— START PASSAGE —

Today, we are excited to introduce Function Mesh, a serverless framework purpose-built for event streaming applications. It brings powerful event-streaming capabilities to your applications by orchestrating multiple Pulsar Functions and Pulsar IO connector for complex event streaming jobs on Kubernetes.
Function Mesh is a Kubernetes operator that enables users to run Pulsar Functions and connectors natively on Kubernetes, unlocking the full power of Kubernetes’ application deployment, scaling, and management. For example, Function Mesh relies on Kubernetes’ scheduling functionality, which ensures that functions are resilient to failures and can be scheduled properly at any time.
Function Mesh is also a serverless framework to orchestrate multiple Pulsar Functions and I/O connectors for complex streaming jobs in a simple way. If you’re seeking cloud-native serverless streaming solutions, Function Mesh is an ideal tool for you. The key benefits of Function Mesh include:
Function Mesh is well-suited for common, lightweight streaming use cases, such as ETL jobs, and is not intended to be used as a full-power streaming engine.
Pulsar introduces Pulsar Functions and Pulsar I/O since its 2.0 release.
Pulsar Functions is a turnkey serverless event streaming framework built natively for Apache Pulsar. Pulsar Functions enables users to create event processing logic on a per message basis and bring simplicity and serverless concepts to event streaming, thus eliminating the need to deploy a separate system. Popular use cases of Pulsar Functions include ETL jobs, real-time aggregation, microservices, reactive services, event routing, and more.
Pulsar IO connector is a framework that allows you to ingress or egress data from and to Pulsar using the existing Pulsar Functions framework. Pulsar IO consist of source and sink connectors. A source is an event processor that ingests data from an external system into Pulsar, and a sink is an event processor that egresses data from Pulsar to an external system.

— END PASSAGE —
— START LISTING —

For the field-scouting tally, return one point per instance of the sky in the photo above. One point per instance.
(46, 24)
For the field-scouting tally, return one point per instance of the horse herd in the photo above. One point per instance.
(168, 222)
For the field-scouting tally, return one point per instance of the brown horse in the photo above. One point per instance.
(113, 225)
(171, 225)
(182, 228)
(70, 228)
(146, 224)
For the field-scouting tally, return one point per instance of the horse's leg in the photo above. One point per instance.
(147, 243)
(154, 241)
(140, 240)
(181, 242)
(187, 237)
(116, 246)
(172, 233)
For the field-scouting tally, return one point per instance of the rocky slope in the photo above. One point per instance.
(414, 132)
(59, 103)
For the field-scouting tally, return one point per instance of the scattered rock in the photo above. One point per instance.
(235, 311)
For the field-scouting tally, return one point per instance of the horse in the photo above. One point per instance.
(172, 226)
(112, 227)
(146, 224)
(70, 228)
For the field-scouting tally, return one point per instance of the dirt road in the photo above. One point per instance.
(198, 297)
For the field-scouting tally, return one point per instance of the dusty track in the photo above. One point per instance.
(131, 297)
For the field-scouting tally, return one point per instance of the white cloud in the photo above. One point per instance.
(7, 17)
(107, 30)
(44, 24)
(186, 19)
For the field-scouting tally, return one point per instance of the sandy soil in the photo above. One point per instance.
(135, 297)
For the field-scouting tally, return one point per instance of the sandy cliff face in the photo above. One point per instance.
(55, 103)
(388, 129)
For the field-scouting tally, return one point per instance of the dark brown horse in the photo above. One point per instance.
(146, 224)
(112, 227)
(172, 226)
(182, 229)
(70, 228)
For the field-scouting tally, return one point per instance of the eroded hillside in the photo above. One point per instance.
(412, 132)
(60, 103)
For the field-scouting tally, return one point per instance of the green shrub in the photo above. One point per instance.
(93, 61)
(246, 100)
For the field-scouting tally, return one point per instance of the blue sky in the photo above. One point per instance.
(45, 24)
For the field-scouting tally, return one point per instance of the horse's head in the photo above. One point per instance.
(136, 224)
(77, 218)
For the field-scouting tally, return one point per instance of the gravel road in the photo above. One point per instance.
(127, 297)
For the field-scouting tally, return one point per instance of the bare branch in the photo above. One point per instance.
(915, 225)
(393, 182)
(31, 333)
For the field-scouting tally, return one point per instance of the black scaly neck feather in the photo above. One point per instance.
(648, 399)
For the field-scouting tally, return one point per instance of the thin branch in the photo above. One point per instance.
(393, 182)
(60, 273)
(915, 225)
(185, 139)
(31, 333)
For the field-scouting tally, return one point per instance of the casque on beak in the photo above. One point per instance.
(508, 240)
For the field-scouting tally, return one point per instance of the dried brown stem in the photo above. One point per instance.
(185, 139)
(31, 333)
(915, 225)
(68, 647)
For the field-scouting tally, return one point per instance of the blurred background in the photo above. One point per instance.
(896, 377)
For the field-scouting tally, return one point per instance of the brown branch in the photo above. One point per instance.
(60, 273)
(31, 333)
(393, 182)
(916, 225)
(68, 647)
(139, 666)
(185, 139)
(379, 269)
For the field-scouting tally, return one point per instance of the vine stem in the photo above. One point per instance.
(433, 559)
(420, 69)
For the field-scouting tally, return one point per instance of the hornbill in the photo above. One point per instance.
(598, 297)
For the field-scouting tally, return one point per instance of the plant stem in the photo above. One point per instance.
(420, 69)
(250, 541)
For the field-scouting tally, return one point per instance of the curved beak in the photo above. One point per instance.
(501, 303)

— END LISTING —

**PROBLEMS TO WORK ON**:
#1 According to the Function Mesh text, since which Pulsar release has Pulsar offered Pulsar Functions and Pulsar I/O?
#2 Repeat the stretch of the Function Mesh text from "Function Mesh is a Kubernetes" through "at any time.".
The records come from a different source than the Function Mesh text.

**COMPLETE ANSWERS**:
#1 Since its 2.0 release.

#2
Function Mesh is a Kubernetes operator that enables users to run Pulsar Functions and connectors natively on Kubernetes, unlocking the full power of Kubernetes’ application deployment, scaling, and management. For example, Function Mesh relies on Kubernetes’ scheduling functionality, which ensures that functions are resilient to failures and can be scheduled properly at any time.